> **AIM OF THE EXERCISE**:
Arrange the records from the line containing "Mark each car windshield" up to and including the line containing "[[284, 170, 303, 188]]" as a numbered list, omitting any blank lines.

>> Begin RECORDS SHOWN

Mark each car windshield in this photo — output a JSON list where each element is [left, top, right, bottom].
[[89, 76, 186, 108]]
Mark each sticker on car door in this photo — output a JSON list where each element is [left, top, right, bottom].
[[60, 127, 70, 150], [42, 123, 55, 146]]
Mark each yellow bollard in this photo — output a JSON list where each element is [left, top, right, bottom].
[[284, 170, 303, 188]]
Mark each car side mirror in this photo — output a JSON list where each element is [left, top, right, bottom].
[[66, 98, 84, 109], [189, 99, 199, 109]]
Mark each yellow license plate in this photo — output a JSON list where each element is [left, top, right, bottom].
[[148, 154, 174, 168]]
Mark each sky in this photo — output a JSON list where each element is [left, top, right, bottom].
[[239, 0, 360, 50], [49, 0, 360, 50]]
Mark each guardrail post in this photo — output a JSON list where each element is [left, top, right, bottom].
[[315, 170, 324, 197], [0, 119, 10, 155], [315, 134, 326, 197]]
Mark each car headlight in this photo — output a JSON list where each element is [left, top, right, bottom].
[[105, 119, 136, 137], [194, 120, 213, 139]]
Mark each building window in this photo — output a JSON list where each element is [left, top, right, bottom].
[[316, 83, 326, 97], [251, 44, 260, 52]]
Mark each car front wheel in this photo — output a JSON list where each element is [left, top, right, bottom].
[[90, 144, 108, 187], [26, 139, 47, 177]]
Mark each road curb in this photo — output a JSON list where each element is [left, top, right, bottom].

>> End RECORDS SHOWN
>> Begin RECORDS SHOWN

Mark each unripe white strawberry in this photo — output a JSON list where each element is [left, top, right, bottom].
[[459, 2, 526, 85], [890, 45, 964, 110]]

>> End RECORDS SHOWN

> **CORRECT ANSWER**:
1. Mark each car windshield in this photo — output a JSON list where each element is [left, top, right, bottom].
2. [[89, 76, 186, 108]]
3. Mark each sticker on car door in this photo — output a JSON list where each element is [left, top, right, bottom].
4. [[60, 127, 70, 150], [42, 123, 55, 146]]
5. Mark each yellow bollard in this photo — output a JSON list where each element is [left, top, right, bottom].
6. [[284, 170, 303, 188]]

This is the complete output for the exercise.